Region segmentation data:
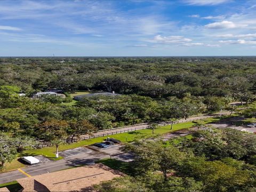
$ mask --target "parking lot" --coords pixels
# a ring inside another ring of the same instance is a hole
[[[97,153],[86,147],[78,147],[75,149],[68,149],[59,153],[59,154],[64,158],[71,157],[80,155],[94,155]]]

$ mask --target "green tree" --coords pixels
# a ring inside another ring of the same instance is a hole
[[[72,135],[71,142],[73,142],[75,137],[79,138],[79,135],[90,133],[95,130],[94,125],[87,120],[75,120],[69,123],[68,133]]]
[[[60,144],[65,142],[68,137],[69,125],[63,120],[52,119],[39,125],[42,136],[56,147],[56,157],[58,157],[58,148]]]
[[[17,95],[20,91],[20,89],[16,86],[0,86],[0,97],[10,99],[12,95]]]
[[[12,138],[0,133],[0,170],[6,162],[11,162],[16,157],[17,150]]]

--

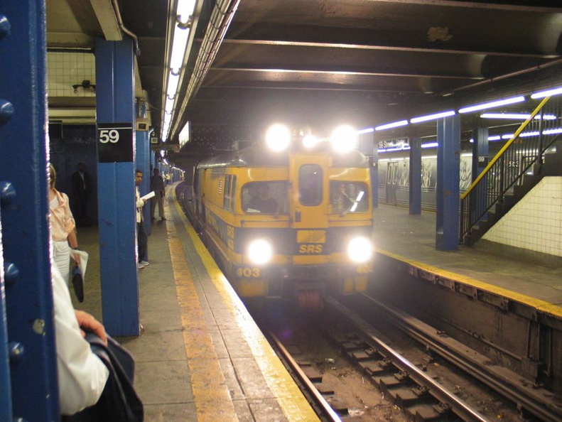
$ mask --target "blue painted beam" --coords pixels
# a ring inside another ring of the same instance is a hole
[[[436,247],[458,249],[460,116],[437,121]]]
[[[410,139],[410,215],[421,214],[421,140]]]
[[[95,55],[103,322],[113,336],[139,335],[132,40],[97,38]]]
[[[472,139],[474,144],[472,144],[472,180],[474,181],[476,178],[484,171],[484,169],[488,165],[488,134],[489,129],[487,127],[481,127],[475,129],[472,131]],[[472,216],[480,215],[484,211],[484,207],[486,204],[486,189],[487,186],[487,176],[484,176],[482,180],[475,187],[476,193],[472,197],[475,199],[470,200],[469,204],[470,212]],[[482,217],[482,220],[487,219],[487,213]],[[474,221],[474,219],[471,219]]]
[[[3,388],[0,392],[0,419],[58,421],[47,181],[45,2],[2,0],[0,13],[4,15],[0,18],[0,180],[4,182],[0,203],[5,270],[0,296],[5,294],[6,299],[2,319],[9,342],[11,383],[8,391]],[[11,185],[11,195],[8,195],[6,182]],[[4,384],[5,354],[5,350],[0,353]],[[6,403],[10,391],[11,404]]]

REQUIRED WORK =>
Locate every line above that contains the string "pixels", treating uppercase and lowercase letters as different, and copy each of those lines.

CORRECT ANSWER =>
$ mask --target "parking lot" --coords pixels
$ mask --target "green tree" --coords pixels
$ mask --target "blue painted beam" --coords pixels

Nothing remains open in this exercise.